» **SET PROBLEM**
Rewrite the rows below from the line containing "Reviewer note: check that every instance of the car" through the end of the rows, changing "keypoint" to "marker" and leaving everything else the same.

» **INFORMATION SUPPLIED**

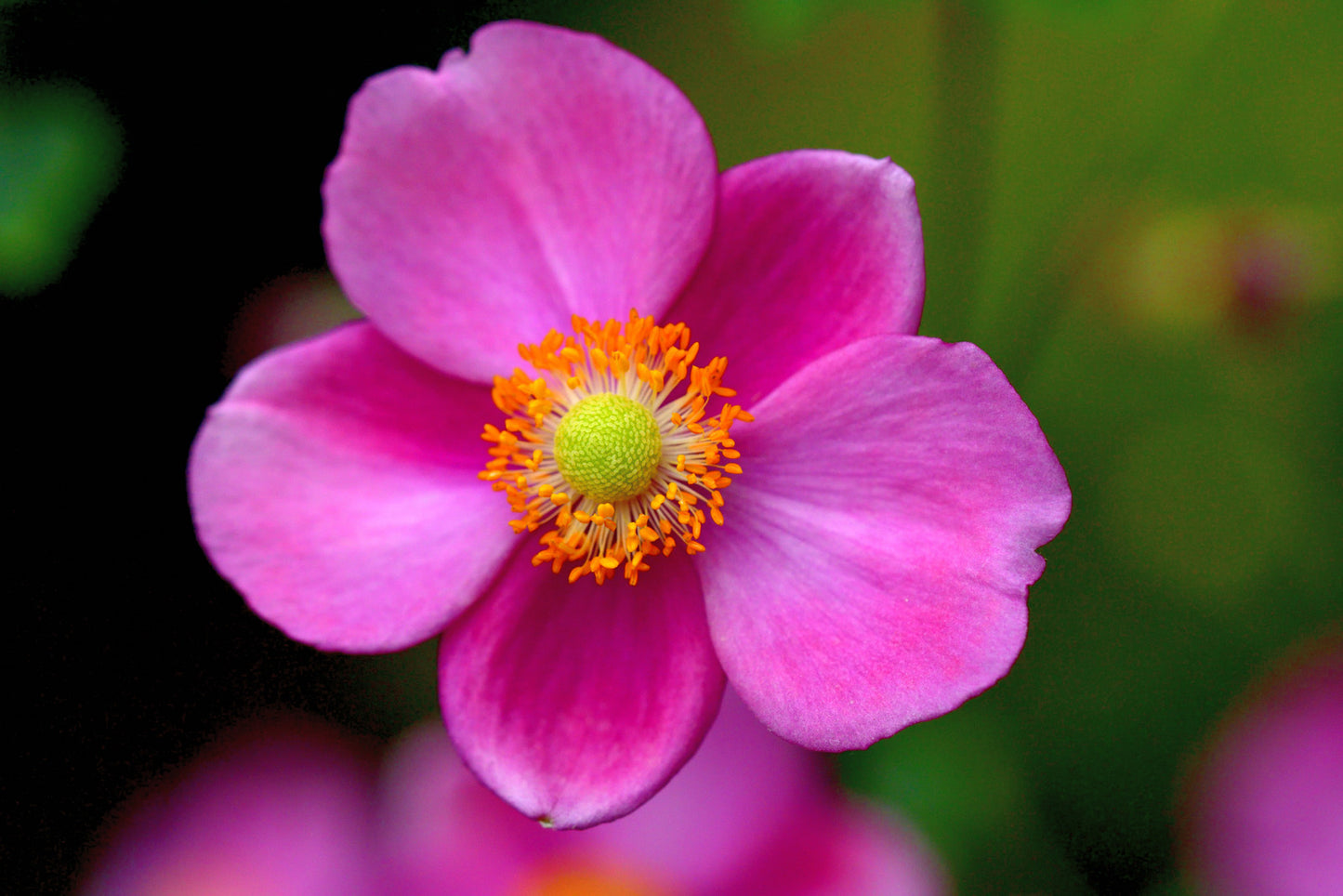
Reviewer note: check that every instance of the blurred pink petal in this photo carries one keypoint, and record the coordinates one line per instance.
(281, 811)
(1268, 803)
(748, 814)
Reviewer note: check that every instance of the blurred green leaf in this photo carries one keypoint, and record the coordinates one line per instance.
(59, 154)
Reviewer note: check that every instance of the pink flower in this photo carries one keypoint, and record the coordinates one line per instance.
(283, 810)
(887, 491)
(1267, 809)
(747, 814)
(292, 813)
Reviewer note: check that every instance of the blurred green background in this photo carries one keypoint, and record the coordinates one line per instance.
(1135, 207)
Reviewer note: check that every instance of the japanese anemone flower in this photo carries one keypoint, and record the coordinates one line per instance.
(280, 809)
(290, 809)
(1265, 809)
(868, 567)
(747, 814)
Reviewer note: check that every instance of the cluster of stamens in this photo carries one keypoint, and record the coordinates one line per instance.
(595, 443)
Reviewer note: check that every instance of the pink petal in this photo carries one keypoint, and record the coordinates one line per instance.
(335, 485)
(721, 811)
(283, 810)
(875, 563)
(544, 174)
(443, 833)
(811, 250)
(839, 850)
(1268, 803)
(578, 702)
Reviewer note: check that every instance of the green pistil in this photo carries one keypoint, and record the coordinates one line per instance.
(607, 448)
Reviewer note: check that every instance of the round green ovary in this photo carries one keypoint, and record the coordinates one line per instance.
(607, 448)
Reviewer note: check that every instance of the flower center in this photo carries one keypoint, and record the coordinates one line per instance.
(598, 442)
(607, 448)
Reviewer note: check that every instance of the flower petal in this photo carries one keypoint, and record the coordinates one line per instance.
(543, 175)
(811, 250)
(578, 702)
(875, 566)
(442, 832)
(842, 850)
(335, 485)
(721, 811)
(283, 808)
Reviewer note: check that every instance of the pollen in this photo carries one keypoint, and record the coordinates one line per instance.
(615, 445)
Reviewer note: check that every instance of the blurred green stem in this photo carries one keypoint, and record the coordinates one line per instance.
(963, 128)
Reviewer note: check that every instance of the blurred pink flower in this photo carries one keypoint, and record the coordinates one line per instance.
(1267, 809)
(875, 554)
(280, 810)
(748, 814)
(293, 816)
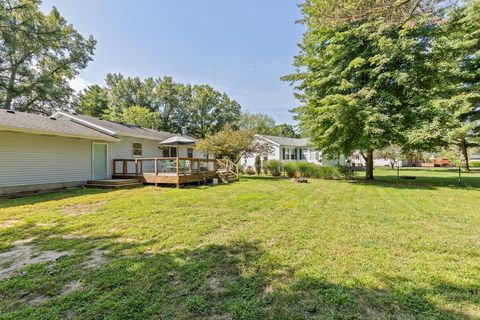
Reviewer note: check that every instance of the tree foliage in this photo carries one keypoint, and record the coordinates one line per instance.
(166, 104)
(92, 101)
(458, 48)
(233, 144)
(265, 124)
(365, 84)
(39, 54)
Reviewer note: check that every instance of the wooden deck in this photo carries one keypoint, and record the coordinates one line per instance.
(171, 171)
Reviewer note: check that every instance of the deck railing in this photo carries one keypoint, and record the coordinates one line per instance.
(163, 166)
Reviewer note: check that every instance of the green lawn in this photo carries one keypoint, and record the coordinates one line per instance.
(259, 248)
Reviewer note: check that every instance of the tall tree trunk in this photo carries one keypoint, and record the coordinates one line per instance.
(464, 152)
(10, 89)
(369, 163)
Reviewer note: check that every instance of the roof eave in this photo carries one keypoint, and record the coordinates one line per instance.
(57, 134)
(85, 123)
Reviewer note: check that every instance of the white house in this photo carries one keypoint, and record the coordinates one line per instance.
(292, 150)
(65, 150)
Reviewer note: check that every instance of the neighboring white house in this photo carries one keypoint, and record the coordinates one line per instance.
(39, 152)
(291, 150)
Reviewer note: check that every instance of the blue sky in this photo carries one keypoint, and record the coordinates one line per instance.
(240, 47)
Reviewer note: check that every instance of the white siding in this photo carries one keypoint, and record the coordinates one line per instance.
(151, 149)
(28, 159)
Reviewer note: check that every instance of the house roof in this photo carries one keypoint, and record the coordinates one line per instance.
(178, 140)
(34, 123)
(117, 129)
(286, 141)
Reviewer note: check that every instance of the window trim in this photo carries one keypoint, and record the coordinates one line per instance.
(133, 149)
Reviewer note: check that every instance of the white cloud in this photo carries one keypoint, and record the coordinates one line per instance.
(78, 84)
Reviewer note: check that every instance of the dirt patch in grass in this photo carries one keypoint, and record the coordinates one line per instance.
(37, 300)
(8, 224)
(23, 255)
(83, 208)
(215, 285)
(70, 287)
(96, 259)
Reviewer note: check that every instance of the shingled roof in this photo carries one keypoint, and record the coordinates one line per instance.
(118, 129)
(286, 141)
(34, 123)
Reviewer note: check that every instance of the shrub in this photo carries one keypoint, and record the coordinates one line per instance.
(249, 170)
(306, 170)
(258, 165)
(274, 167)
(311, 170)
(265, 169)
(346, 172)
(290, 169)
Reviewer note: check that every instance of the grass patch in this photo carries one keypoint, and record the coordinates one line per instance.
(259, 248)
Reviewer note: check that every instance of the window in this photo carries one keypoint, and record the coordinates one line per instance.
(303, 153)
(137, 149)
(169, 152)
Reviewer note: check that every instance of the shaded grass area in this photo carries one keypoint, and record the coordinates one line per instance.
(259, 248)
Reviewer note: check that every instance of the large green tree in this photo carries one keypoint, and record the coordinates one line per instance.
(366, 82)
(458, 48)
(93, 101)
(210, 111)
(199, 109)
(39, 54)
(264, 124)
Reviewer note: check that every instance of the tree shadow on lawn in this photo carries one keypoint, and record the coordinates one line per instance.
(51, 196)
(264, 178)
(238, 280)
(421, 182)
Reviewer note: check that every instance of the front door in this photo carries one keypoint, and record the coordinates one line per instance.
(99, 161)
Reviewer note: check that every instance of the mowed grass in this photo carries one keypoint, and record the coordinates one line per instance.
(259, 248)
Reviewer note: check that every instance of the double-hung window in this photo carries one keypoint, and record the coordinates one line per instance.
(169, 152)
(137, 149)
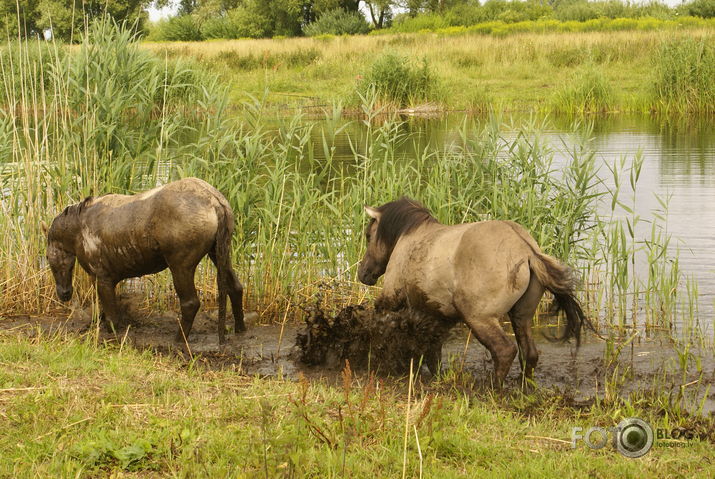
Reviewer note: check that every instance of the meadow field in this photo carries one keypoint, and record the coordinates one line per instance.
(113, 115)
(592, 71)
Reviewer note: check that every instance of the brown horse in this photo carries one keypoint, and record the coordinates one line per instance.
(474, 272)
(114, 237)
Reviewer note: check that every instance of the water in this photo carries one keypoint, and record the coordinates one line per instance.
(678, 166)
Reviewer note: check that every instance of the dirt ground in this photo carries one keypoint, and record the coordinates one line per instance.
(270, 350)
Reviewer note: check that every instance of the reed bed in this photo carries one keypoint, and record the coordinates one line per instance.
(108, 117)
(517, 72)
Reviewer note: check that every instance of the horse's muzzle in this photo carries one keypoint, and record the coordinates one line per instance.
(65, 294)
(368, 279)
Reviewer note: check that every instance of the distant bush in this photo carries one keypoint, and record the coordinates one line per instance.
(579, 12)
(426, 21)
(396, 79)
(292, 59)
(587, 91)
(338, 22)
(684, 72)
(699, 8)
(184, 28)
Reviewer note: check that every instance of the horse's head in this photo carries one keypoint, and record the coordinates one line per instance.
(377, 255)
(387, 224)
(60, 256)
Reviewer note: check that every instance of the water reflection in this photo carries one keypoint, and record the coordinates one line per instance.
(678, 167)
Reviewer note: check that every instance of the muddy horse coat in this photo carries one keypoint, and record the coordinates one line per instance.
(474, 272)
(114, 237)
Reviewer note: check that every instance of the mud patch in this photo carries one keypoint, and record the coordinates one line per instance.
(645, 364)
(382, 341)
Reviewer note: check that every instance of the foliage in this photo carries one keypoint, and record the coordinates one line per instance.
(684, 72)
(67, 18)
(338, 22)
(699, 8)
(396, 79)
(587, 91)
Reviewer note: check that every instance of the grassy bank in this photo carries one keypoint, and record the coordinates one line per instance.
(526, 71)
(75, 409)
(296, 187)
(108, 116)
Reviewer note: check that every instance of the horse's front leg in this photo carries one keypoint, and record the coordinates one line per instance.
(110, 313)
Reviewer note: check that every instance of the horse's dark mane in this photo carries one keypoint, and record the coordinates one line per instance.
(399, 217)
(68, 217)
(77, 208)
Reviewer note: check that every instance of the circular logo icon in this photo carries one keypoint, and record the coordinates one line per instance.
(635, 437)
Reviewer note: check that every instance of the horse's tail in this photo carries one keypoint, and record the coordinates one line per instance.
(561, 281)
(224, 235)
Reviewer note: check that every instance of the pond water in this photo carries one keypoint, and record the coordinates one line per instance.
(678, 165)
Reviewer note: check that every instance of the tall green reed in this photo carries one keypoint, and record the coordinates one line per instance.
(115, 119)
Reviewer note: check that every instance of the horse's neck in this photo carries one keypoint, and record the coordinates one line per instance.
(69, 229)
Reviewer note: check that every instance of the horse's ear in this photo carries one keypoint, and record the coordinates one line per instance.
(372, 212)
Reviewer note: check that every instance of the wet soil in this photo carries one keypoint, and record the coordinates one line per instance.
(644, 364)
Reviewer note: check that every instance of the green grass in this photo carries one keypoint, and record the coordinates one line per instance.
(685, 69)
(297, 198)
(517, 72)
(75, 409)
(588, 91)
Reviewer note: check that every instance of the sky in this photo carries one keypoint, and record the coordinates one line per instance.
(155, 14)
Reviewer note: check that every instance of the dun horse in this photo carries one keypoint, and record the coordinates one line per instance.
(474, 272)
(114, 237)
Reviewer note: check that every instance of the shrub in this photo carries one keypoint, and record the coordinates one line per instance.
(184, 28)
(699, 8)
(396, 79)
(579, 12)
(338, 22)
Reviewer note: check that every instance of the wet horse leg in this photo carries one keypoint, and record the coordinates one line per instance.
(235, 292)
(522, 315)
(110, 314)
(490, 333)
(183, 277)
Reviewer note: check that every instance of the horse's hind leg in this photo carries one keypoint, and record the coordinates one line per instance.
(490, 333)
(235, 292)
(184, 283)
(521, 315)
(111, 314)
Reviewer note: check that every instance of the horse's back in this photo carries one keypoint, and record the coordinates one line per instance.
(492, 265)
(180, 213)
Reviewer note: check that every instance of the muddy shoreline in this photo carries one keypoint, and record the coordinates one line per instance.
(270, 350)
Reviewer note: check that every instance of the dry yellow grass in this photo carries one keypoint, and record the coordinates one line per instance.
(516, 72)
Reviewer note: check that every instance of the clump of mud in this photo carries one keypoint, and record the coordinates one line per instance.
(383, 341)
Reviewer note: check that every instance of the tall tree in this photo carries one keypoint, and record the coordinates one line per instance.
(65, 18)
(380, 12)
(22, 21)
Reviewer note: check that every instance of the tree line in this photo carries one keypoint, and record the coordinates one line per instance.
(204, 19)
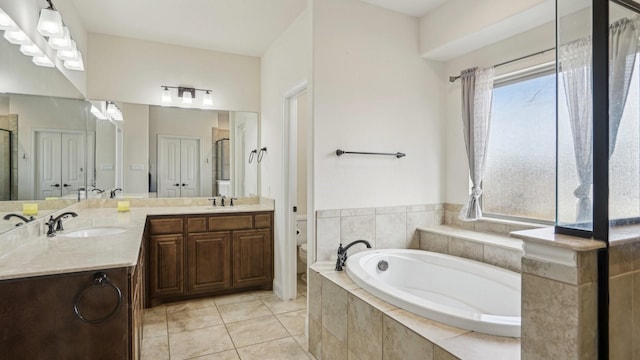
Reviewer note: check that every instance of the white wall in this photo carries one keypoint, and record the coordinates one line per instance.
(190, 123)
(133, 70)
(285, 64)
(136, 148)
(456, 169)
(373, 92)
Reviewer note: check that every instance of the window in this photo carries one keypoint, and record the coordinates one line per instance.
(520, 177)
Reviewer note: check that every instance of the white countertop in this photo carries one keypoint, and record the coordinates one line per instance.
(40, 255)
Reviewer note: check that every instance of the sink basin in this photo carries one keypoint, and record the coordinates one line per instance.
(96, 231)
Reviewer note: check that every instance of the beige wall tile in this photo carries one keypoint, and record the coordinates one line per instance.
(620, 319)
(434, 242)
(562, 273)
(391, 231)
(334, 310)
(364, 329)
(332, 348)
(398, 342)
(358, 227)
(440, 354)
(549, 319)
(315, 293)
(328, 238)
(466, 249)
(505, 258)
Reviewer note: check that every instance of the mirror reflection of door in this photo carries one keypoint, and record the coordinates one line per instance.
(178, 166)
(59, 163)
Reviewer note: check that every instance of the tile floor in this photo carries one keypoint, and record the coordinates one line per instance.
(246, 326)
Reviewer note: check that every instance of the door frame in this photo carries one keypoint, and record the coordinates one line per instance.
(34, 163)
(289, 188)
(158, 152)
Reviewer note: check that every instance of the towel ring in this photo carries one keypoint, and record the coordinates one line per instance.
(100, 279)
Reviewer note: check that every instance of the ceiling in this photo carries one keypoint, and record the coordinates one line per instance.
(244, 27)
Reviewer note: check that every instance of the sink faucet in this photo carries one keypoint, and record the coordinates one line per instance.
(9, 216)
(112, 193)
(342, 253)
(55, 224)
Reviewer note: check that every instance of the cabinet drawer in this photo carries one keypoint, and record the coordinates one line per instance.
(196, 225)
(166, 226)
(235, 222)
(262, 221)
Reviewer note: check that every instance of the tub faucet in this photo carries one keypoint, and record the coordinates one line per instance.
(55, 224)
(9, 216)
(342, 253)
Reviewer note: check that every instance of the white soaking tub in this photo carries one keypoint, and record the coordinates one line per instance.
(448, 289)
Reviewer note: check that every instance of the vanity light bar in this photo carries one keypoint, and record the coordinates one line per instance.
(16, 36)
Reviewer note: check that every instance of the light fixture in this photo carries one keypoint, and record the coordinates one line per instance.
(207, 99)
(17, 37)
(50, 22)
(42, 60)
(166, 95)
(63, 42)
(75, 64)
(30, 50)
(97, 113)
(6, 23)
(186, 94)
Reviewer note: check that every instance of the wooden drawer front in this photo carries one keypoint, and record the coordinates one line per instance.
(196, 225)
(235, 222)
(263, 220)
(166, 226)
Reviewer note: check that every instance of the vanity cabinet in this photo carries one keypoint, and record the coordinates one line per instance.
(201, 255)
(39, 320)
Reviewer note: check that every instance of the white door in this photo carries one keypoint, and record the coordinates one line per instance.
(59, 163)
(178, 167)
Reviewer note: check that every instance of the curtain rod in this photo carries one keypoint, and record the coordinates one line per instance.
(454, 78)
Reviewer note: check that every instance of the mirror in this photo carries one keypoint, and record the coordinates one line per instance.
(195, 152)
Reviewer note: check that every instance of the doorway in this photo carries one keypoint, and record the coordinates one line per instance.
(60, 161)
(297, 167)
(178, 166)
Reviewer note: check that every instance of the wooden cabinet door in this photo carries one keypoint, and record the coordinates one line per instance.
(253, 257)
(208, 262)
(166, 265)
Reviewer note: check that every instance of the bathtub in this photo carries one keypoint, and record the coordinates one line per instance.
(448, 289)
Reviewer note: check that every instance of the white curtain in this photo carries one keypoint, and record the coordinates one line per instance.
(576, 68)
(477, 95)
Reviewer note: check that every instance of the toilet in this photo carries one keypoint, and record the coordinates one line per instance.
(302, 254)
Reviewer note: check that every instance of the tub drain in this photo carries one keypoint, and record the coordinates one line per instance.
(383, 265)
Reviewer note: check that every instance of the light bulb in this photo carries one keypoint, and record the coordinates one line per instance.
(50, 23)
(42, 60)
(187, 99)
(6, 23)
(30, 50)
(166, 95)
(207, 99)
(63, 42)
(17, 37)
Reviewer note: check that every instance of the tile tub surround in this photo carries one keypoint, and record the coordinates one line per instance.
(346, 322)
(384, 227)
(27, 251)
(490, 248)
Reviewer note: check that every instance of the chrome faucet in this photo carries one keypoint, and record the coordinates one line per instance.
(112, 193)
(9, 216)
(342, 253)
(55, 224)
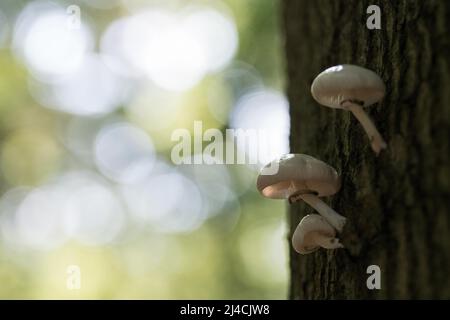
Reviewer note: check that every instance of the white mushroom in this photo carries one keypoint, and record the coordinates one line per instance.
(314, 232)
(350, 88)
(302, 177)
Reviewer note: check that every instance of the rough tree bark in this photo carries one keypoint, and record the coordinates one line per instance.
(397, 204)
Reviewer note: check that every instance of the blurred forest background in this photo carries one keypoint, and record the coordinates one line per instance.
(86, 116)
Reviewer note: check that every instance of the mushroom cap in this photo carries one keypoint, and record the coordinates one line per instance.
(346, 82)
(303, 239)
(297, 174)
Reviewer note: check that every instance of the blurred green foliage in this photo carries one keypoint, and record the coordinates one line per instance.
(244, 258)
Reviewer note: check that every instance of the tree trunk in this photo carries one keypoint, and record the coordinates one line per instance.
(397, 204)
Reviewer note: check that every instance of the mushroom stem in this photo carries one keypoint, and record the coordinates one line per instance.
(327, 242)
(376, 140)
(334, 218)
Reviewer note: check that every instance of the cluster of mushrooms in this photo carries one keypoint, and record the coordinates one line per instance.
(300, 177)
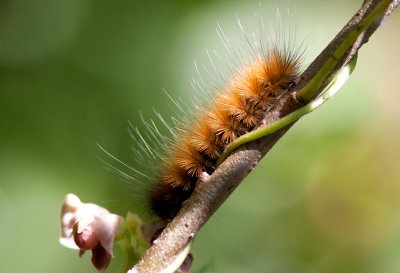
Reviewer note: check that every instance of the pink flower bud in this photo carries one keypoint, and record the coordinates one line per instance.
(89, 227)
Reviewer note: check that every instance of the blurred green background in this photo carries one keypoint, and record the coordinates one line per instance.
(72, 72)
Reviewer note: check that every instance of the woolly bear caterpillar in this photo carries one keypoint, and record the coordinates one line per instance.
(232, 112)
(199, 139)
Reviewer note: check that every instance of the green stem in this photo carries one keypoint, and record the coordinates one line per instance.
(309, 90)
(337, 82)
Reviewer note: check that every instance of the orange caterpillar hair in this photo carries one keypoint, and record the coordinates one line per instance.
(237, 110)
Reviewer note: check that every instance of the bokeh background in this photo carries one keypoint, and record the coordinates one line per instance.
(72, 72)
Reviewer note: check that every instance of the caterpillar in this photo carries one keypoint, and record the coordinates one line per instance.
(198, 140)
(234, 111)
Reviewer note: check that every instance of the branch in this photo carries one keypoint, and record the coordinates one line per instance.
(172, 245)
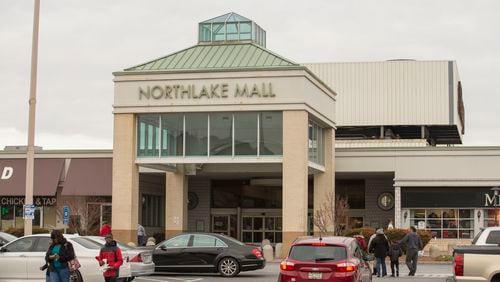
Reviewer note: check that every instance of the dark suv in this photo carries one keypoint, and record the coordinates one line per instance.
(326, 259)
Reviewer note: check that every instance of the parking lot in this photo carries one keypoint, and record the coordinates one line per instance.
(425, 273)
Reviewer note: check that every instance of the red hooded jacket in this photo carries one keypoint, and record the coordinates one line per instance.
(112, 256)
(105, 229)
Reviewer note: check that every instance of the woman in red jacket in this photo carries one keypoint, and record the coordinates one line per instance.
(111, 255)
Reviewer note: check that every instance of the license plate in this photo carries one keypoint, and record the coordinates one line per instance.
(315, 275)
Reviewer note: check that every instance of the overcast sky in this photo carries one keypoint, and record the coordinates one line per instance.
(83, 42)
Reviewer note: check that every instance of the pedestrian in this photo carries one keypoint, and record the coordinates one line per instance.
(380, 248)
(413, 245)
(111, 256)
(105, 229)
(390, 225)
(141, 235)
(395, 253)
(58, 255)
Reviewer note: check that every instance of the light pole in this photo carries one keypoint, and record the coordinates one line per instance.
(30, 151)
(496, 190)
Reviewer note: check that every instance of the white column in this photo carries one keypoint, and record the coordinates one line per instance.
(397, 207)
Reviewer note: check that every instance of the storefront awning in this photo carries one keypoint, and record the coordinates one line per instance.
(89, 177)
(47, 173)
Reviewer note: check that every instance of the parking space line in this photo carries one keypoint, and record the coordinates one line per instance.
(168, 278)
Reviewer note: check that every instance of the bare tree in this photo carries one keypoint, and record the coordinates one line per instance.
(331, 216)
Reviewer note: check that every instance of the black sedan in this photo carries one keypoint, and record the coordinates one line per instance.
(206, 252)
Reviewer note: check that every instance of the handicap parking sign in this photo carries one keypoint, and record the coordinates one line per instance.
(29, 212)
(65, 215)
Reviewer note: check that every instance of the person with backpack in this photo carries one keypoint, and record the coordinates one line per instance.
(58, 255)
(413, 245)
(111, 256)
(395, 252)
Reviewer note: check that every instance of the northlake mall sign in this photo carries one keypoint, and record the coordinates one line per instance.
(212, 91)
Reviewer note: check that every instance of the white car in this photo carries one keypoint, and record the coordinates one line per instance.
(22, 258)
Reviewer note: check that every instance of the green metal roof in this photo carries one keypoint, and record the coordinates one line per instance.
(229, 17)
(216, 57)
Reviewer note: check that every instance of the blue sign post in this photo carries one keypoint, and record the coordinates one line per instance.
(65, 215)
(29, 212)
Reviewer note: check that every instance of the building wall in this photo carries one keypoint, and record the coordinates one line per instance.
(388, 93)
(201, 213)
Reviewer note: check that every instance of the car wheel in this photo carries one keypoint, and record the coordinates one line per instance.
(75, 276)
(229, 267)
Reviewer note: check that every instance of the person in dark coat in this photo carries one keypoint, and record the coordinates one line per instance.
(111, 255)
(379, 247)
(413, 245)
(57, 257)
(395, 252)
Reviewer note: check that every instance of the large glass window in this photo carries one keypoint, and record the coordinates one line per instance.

» **EXERCISE RESPONSE**
Reviewer note: check that every instance of the car wheel in this photo carries one marker, and record the coordinates one line per instance.
(75, 276)
(229, 267)
Reviewer note: check that every instance of the person in dark coat in this photo carries one marker, and record the coordinates one line per instance.
(111, 255)
(379, 247)
(413, 245)
(57, 257)
(395, 252)
Reviewer note: check that every instance of the large glass window in this photo carries one marker, and record the coordinates one line per instance.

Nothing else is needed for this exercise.